- Job: Copy each line of the entries below word for word, leaving out the pictures.

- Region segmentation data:
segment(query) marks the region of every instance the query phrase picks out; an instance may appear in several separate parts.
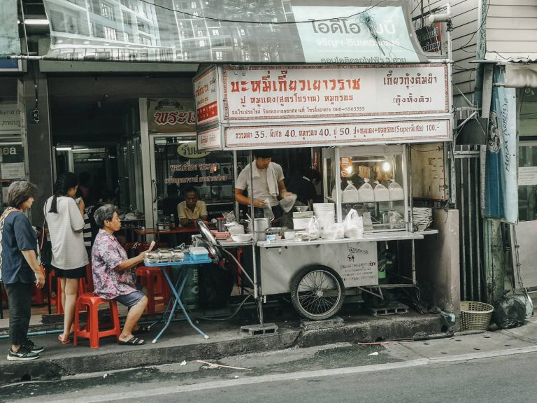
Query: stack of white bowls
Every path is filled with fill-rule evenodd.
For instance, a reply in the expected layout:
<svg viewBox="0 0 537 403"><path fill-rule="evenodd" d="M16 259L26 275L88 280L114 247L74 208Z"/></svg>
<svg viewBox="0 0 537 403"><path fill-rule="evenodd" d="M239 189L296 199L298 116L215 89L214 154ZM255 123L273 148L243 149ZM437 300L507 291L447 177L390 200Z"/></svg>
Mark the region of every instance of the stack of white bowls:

- Solution to this problem:
segment(query) marks the region of every instance the query phrase picks out; an instance may appear in several separate parts.
Query: stack of white bowls
Every path is filled with fill-rule evenodd.
For instance, a reply in the expected layout:
<svg viewBox="0 0 537 403"><path fill-rule="evenodd" d="M16 259L26 275L88 280L114 247L74 208Z"/></svg>
<svg viewBox="0 0 537 403"><path fill-rule="evenodd" d="M239 189L296 199L298 116L215 89L214 154ZM255 123L273 148L243 149ZM437 300L507 291L447 177L390 200Z"/></svg>
Mark the region of every instance of the stack of white bowls:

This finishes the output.